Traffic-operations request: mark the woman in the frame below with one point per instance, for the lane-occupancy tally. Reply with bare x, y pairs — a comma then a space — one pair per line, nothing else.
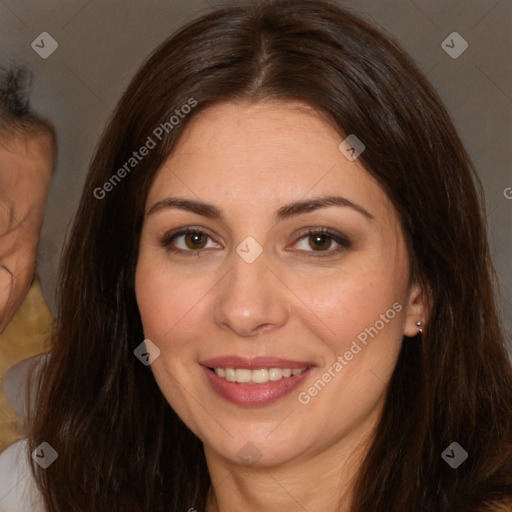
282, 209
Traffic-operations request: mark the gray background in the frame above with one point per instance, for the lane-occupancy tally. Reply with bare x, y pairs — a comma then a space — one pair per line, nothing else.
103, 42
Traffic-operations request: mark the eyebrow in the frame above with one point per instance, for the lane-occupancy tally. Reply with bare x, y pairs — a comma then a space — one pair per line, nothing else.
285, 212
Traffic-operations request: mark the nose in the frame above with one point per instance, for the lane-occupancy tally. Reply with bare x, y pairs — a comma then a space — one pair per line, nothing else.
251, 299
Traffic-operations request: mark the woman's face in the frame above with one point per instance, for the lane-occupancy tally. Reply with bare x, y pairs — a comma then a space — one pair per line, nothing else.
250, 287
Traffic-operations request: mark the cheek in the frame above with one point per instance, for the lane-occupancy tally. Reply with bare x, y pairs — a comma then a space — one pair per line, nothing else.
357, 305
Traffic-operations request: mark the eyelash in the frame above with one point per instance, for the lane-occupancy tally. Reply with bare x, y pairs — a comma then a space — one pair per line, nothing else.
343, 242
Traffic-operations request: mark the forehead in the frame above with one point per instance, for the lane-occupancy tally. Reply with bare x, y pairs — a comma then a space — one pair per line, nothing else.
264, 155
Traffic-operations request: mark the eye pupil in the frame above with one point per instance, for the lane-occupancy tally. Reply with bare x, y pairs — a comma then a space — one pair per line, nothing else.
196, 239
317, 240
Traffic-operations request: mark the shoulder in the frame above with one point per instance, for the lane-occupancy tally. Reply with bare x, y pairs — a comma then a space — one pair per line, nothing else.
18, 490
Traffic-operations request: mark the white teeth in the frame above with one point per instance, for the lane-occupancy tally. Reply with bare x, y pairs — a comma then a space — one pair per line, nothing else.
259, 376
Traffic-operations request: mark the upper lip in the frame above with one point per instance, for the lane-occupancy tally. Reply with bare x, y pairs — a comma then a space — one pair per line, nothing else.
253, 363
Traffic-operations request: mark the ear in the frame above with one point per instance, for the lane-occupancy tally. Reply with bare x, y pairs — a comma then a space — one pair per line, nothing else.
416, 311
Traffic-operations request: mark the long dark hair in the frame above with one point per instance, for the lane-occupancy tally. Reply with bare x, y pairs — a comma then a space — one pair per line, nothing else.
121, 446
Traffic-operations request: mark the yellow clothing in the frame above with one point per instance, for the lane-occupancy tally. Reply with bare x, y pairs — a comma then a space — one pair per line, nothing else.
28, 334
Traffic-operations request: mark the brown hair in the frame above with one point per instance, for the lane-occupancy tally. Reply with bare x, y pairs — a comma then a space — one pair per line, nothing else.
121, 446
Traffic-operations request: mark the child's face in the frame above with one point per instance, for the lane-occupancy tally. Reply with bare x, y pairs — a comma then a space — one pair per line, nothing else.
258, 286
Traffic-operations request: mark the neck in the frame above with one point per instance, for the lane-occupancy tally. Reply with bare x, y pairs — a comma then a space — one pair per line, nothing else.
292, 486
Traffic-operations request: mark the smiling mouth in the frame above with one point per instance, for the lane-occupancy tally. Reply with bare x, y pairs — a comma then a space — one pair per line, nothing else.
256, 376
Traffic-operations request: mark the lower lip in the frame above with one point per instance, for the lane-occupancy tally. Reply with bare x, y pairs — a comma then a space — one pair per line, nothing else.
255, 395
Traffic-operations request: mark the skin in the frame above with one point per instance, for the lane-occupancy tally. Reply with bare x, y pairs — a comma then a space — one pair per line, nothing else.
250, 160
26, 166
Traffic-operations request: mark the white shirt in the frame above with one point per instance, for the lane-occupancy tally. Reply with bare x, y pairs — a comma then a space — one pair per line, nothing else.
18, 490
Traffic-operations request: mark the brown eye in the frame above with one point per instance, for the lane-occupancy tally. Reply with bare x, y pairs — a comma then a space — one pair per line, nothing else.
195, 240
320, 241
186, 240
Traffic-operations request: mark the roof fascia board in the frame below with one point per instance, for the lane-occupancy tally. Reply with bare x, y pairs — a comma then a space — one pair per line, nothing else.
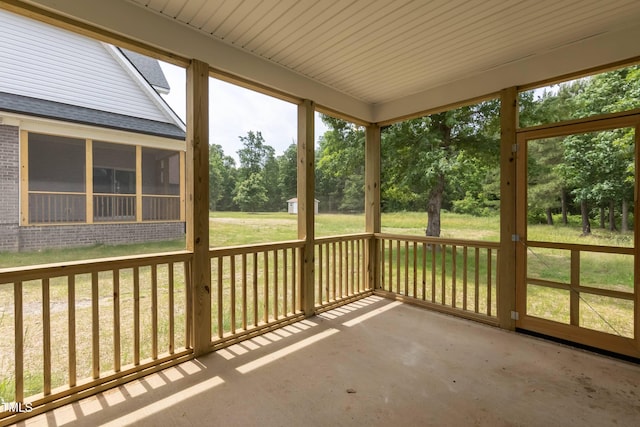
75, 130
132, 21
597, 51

☆ ☆ ☆

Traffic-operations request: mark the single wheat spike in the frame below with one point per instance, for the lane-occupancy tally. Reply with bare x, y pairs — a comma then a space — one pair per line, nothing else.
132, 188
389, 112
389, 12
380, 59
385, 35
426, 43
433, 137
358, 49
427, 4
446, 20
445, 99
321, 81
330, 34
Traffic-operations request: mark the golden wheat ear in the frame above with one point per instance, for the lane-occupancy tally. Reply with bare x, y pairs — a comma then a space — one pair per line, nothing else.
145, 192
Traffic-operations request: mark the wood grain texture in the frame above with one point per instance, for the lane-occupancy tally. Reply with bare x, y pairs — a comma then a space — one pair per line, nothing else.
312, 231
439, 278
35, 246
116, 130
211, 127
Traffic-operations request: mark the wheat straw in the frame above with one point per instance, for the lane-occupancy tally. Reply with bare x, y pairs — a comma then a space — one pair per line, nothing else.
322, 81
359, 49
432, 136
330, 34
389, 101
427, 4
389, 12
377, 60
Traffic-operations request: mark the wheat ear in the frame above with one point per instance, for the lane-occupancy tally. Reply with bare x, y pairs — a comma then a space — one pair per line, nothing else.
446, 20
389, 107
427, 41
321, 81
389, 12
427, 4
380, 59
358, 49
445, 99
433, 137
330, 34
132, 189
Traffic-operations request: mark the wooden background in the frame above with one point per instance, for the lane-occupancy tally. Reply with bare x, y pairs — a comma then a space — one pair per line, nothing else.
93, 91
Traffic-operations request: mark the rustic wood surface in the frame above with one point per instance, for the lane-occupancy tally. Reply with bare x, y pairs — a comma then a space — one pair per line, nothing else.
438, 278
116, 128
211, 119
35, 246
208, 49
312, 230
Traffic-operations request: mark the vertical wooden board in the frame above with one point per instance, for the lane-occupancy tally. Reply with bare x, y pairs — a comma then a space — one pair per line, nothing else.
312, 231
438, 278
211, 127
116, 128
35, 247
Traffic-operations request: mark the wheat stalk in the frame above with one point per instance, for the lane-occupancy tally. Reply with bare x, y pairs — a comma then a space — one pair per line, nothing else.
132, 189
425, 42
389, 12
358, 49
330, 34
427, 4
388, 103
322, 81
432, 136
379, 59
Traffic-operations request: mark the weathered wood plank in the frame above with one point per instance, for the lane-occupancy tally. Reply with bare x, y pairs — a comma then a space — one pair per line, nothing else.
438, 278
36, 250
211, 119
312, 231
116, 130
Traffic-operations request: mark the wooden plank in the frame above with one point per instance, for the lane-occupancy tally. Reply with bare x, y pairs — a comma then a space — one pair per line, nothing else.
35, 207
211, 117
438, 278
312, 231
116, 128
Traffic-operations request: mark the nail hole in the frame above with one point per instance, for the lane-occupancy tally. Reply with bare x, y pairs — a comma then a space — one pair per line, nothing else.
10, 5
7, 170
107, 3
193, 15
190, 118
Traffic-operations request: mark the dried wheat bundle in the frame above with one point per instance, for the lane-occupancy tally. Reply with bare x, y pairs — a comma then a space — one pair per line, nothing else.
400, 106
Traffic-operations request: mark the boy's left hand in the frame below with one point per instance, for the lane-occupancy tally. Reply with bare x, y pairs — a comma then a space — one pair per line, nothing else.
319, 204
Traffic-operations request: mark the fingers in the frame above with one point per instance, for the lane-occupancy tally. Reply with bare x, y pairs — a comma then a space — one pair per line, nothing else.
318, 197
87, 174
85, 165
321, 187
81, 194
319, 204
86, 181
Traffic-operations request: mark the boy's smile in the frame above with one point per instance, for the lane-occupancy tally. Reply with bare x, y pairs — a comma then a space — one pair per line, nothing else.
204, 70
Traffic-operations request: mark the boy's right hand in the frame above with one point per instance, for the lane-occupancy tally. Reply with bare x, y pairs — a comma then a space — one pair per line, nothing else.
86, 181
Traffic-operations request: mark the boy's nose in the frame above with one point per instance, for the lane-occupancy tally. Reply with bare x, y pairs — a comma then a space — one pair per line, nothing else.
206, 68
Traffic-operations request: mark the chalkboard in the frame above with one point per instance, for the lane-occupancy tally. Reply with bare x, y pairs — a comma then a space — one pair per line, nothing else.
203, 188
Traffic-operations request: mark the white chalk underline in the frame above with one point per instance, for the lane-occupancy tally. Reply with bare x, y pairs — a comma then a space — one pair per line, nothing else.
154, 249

☆ ☆ ☆

List each line of the data above that contains the string "background", reproducing every such line in full.

Traffic-operations request: mark the gray background in the frame above with one point per instance, for the lane-occupancy tally. Reply with bare x, y pairs — a comma then a space — one pair per line, nothing else.
Traffic-operations request: mark the wooden background in the frame above with one point per instance, for the lane-occupancy tally. Reply with bare x, y pairs — a comma then a space — one pair per line, nothing else.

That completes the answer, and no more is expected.